◆ **Written problem A**: List every field that the enrichment documentation names as the basis for its URL and referrer enrichments.
◆ **Written problem B**: According to the enrichment documentation, in which country are Nielsen Designated Market Areas defined?
◆ **Written problem C**: Rewrite the enrichment documentation between "This value above" and "compatible format, instead.", inclusive, putting "database engines" in place of "SQL engines".

═════ Provided text ═════

This value above is derived from epoch time 1466215404000
; it also lacks timezone information but can be interpreted as a UTC time. It turns out, including timezone information as one might for the “full” ISO8601
standard makes this string incomaptible with some SQL engines, so we chose a maximally compatible format, instead.
Geo IP Enrichments
Based on the visitor_ip
field, we enrich the following:
name | description | example value |
---|---|---|
ip_continent | Continent from GeoIP | “NA” |
ip_country | Country from GeoIP | “US” |
ip_city | City from GeoIP | “New York” |
ip_lat | Latitude from GeoIP (postal code granularity) | 40.676 |
ip_lon | Longitude from GeoIP (postal code granularity) | -73.963 |
ip_postal | Postal code from GeoIP | “11238” |
ip_subdivision | Subdivision (e.g. US state) from GeoIP | “NY” |
ip_timezone | Time Zone of visitor based on GeoIP | “America/New_York” |
ip_market_name | Nielsen DMA name (see note below) | “New York” |
ip_market_nielsen | Nielsen DMA ID (see note below) | “501” |
ip_market_doubleclick | Google DoubleClick DMA ID (see note below) | “3” |
On Nielsen Designated Market Areas (DMA)
ip_market_name
, ip_market_nielsen
, and ip_market_doubleclick
all refer to Nielsen Designated Market Areas, which are only defined in the United States. This means these fields will only be populated for events that originate from U.S.-based IP addresses.
URL and Referrer Enrichments
Based on the url
, referrer
, session_initial_url
and session_initial_referrer
fields, we provide a number of enrichments. For the sake of illustration, we’ll assume the following values:
field | value |
---|---|
url | “https://www.example.com/article-1234?campaignid=1234#fragment“ |
referrer | “https://www.google.ca/“ |
session_initial_url | “https://www.example.com/article-1234?campaignid=1234#fragment“ |
session_initial_referrer | “https://www.google.ca/“ |
On URL Parsing
Attributes added to parsed URLs such as:
fragment
,netloc
,params
,query
andscheme
adhere to RFC 1808.

═════ Entries shown ═════

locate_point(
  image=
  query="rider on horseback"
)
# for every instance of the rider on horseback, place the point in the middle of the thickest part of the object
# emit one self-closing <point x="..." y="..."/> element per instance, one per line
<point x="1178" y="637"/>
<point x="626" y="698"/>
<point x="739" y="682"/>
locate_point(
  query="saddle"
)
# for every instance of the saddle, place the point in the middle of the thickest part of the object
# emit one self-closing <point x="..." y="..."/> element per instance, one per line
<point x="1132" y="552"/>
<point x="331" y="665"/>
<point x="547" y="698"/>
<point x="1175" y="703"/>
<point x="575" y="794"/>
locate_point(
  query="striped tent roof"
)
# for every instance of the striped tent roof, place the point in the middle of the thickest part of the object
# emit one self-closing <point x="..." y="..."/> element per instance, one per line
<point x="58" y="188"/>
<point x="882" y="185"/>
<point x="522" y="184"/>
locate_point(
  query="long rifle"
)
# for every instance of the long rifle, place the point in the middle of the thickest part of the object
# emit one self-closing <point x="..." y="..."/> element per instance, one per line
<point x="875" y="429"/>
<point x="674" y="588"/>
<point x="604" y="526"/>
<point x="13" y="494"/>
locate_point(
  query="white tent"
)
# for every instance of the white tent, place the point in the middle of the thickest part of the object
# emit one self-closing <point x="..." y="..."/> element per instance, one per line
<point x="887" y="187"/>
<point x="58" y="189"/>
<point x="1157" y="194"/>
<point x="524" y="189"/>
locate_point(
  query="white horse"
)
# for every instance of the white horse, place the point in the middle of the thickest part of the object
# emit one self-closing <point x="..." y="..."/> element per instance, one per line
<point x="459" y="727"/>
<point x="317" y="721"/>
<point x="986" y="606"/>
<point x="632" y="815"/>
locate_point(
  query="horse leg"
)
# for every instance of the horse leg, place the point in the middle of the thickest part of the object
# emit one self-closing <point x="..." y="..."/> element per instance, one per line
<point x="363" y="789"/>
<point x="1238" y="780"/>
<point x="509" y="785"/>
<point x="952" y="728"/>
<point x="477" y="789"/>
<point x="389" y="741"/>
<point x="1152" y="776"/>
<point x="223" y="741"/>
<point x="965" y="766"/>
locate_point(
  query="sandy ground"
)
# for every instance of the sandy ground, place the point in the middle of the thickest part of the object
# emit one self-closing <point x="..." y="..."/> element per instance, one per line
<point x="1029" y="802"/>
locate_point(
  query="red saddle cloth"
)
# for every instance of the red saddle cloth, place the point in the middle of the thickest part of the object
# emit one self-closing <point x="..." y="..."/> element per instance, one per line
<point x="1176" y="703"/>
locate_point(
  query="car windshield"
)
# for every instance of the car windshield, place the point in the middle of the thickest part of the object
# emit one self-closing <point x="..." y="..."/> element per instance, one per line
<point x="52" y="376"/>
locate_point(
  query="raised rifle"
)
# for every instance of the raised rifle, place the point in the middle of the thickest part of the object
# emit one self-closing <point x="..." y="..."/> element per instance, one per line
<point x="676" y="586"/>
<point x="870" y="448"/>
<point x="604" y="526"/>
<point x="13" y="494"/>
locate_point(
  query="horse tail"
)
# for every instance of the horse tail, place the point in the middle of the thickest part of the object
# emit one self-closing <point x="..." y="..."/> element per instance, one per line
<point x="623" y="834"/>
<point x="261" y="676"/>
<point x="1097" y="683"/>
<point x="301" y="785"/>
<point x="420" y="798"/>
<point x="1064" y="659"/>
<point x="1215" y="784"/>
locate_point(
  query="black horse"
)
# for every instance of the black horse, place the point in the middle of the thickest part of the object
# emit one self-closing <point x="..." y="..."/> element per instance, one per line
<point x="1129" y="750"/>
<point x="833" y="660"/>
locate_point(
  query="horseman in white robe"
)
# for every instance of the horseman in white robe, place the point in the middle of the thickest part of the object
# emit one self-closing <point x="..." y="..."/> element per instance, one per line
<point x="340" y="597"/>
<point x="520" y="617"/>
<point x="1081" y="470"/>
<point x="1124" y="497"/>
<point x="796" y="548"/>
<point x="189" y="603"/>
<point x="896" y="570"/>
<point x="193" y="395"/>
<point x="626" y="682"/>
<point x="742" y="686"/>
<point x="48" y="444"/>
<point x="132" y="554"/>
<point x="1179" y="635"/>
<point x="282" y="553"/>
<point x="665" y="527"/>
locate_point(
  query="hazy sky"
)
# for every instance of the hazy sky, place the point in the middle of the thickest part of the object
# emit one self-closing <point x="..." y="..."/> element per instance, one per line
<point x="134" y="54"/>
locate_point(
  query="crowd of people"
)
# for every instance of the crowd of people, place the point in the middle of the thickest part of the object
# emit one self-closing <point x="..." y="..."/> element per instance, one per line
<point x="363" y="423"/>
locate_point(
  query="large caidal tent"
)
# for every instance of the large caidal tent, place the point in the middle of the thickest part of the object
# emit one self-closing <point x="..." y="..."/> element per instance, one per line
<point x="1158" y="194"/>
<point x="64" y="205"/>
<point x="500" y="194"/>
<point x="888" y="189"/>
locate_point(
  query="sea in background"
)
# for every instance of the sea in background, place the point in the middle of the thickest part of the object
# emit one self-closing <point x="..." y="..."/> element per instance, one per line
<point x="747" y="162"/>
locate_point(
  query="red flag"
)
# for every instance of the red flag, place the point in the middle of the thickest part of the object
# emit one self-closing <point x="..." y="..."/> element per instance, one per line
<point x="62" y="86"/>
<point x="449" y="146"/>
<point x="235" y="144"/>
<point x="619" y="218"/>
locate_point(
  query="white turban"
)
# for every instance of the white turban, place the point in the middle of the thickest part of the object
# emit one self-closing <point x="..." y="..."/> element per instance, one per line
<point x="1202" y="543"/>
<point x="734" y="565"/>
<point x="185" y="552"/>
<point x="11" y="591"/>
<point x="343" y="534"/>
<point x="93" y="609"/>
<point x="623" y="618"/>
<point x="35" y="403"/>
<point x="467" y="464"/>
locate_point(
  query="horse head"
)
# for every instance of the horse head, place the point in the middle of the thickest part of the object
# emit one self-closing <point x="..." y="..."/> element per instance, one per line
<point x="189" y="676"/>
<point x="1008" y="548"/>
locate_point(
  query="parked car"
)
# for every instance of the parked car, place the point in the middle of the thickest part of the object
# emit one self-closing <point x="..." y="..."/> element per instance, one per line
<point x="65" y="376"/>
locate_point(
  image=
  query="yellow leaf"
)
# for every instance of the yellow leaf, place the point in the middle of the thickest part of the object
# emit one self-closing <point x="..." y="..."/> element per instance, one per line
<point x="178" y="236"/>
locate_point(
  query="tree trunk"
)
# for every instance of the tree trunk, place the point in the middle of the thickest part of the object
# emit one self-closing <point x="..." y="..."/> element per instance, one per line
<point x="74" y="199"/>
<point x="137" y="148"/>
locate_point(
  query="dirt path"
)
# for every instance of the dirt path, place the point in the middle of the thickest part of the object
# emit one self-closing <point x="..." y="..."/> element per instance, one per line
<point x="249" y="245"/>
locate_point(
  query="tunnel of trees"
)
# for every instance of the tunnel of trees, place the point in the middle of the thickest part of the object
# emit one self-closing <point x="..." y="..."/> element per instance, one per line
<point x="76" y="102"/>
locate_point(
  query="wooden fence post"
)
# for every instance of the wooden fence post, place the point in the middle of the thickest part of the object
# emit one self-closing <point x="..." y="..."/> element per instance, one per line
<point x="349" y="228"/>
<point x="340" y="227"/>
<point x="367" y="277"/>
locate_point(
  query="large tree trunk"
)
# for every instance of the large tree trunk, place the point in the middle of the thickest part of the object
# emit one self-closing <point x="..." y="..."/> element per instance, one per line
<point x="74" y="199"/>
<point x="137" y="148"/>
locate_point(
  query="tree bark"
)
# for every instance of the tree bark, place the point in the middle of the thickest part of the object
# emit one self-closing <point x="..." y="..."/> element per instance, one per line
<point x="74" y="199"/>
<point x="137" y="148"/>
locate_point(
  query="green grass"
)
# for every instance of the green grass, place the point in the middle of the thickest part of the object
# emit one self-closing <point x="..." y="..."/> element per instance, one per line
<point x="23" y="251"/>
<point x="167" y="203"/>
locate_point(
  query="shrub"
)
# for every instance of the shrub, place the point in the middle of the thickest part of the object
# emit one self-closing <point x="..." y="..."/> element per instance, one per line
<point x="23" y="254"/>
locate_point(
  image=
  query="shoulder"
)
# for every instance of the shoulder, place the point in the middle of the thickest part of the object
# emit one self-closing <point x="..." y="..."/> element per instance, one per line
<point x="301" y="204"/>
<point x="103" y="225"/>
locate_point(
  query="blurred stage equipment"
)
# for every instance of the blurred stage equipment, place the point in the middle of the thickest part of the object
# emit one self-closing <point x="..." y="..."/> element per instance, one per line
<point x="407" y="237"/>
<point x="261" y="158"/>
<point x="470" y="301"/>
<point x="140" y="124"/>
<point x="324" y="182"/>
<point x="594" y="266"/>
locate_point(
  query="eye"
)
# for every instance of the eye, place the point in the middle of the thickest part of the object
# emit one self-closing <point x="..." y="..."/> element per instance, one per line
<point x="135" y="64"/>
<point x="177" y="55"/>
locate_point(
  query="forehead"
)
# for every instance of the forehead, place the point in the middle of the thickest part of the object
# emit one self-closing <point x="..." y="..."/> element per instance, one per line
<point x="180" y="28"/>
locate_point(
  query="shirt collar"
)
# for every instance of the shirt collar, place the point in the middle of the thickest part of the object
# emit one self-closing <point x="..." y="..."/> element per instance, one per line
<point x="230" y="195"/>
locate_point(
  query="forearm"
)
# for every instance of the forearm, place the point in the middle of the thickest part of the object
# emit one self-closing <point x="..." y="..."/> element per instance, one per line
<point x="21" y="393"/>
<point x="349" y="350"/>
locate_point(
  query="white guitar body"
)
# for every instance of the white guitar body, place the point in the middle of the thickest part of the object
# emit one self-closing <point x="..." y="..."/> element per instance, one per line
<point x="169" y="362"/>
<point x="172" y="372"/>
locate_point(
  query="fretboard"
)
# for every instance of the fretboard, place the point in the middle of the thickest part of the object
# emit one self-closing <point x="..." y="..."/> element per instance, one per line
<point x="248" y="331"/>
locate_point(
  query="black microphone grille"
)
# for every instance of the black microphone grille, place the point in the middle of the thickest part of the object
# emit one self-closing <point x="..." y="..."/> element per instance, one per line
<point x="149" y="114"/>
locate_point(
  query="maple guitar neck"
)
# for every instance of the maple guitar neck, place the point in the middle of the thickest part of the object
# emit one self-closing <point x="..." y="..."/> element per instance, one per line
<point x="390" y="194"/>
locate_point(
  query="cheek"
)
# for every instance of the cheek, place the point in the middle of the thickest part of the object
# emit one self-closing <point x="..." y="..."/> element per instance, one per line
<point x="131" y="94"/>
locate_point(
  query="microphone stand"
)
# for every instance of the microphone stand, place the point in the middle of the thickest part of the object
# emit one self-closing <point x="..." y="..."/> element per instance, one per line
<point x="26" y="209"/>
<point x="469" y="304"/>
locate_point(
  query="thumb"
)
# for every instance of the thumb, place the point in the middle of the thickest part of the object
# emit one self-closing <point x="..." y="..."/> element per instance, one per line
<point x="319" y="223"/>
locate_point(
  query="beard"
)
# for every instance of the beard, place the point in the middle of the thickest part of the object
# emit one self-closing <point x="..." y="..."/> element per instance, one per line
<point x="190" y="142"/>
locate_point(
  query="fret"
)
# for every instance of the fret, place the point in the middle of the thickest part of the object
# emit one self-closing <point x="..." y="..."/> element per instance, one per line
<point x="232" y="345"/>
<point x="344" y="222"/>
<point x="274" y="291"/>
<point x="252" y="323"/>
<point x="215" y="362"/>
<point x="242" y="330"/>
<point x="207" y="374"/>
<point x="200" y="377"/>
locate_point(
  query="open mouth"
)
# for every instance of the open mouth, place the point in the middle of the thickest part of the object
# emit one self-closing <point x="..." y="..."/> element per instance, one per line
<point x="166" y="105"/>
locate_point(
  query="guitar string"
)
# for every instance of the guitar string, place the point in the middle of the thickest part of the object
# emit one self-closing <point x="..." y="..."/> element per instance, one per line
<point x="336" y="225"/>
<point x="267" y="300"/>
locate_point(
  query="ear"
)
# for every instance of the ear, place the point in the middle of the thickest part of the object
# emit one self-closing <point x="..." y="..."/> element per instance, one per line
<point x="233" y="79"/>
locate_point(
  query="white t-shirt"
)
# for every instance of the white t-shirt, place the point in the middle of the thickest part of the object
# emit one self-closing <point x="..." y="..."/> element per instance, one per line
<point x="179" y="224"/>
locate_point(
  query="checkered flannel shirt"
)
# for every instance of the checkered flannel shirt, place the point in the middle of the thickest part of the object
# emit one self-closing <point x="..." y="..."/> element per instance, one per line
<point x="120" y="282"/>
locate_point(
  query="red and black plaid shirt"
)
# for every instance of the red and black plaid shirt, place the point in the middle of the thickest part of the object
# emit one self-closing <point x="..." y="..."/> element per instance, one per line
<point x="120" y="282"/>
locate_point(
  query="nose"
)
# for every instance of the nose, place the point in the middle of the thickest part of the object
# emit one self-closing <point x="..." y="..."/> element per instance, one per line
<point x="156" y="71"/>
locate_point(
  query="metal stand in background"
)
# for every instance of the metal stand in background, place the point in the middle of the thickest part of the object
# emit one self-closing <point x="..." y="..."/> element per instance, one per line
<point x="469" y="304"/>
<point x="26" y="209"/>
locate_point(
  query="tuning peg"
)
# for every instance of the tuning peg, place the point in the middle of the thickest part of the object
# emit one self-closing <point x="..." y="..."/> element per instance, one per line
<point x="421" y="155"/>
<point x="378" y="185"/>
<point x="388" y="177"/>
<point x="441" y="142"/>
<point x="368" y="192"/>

═════

◆ **Expected answer A**: url, referrer, session_initial_url, session_initial_referrer

◆ **Expected answer B**: They are defined only in the United States.

◆ **Expected answer C**:
This value above is derived from epoch time 1466215404000
; it also lacks timezone information but can be interpreted as a UTC time. It turns out, including timezone information as one might for the “full” ISO8601
standard makes this string incomaptible with some database engines, so we chose a maximally compatible format, instead.